- [Problem description]:
Please report how many lines in the entries below contain the string "clicks", matching case exactly. Give only the number.

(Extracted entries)
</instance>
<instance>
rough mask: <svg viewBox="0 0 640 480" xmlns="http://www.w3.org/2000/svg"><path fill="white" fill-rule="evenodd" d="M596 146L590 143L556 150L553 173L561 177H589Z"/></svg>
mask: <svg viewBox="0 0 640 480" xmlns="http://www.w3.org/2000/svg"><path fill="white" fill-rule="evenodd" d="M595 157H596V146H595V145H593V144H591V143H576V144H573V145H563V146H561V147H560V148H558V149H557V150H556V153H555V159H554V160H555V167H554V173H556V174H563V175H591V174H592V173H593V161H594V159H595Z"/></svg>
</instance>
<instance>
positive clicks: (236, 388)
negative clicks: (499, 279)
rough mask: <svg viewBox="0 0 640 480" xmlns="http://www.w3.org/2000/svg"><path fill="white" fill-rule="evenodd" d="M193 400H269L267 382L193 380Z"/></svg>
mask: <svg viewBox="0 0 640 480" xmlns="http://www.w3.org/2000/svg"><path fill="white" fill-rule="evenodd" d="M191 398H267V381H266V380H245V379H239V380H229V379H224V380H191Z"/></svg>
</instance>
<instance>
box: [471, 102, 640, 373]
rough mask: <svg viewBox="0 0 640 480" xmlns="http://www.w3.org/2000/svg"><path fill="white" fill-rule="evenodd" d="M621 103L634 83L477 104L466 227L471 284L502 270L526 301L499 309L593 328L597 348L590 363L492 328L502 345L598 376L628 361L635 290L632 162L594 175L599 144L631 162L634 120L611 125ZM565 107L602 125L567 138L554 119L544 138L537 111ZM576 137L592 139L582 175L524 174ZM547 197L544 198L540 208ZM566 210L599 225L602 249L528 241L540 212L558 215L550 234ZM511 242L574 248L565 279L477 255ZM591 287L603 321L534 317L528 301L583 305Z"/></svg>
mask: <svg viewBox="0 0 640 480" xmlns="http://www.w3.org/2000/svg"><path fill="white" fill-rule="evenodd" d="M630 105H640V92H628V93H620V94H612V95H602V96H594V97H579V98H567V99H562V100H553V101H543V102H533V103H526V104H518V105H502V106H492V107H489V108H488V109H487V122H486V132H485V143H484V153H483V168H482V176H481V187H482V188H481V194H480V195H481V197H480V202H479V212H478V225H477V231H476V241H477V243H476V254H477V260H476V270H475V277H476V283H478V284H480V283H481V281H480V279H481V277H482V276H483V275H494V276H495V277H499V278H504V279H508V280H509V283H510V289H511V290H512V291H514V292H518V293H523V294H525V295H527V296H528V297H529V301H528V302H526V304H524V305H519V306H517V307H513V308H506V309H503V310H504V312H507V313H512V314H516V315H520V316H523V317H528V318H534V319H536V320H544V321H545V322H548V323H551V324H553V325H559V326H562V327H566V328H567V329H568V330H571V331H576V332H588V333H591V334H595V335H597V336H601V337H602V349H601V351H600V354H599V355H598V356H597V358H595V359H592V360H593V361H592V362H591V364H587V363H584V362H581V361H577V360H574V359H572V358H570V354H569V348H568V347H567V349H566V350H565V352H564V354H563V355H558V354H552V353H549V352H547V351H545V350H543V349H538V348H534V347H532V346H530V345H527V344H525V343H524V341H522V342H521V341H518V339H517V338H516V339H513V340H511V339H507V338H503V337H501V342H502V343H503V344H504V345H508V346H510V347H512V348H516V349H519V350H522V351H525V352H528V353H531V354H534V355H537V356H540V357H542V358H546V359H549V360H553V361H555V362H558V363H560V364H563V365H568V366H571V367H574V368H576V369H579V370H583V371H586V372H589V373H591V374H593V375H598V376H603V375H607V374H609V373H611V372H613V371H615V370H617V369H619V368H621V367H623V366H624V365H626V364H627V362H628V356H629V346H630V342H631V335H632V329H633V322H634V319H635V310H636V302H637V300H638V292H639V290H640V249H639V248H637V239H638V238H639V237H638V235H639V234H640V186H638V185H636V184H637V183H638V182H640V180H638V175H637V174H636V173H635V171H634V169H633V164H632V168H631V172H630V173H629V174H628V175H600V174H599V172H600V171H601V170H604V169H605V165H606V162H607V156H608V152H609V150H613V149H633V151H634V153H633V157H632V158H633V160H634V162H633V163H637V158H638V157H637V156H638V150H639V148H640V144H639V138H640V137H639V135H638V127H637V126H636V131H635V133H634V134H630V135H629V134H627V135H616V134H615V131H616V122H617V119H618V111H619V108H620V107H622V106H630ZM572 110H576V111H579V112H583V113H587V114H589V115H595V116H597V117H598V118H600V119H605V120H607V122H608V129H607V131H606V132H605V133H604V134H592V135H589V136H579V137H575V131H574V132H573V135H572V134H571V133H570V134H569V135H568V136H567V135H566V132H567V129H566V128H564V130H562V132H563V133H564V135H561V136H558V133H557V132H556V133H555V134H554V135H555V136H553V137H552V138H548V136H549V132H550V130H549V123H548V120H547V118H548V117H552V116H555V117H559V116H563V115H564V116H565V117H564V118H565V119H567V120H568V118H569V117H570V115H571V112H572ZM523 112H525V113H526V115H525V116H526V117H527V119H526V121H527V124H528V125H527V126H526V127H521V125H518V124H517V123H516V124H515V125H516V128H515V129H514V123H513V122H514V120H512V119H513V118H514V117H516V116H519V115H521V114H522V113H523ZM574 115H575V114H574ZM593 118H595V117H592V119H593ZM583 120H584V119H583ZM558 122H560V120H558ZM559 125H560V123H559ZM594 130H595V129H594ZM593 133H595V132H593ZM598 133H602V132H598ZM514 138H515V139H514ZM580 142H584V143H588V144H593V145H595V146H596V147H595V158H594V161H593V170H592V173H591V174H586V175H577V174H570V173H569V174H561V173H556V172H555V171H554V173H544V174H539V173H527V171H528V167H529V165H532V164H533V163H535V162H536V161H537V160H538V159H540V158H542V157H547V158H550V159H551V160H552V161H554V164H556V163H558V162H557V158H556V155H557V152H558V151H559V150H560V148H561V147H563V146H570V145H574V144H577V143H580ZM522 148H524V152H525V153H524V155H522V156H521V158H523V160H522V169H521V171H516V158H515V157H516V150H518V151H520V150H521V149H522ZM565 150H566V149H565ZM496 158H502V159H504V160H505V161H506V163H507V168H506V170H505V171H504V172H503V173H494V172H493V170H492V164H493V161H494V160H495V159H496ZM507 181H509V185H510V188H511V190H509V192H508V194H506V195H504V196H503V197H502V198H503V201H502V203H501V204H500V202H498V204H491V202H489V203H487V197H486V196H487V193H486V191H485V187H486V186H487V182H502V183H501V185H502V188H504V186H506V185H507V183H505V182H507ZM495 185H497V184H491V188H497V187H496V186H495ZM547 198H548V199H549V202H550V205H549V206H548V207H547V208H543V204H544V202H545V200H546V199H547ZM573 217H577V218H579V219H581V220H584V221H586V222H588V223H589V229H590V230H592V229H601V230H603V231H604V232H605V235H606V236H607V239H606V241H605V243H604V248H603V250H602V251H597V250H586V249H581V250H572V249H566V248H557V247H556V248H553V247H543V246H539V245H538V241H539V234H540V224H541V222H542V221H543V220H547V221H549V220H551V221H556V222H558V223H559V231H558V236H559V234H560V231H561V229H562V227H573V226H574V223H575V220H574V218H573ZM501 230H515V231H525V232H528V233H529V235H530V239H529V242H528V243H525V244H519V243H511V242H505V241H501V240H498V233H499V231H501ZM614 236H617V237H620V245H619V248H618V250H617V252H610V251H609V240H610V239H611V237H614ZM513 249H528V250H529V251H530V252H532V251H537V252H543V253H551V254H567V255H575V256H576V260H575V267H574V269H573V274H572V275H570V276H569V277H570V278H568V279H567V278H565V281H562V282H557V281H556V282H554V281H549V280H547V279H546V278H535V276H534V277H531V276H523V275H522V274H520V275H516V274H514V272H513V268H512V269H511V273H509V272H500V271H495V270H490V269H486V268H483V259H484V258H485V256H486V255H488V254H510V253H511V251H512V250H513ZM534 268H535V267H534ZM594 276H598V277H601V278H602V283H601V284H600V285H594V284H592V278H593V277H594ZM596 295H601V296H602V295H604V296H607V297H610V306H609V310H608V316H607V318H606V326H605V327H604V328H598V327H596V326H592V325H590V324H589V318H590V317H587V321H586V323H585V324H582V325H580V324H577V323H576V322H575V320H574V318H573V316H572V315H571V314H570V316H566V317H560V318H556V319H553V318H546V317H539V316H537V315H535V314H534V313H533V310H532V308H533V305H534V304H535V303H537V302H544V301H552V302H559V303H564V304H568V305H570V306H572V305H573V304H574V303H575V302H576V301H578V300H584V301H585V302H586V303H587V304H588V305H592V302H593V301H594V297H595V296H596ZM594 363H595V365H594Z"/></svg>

- [Response]:
2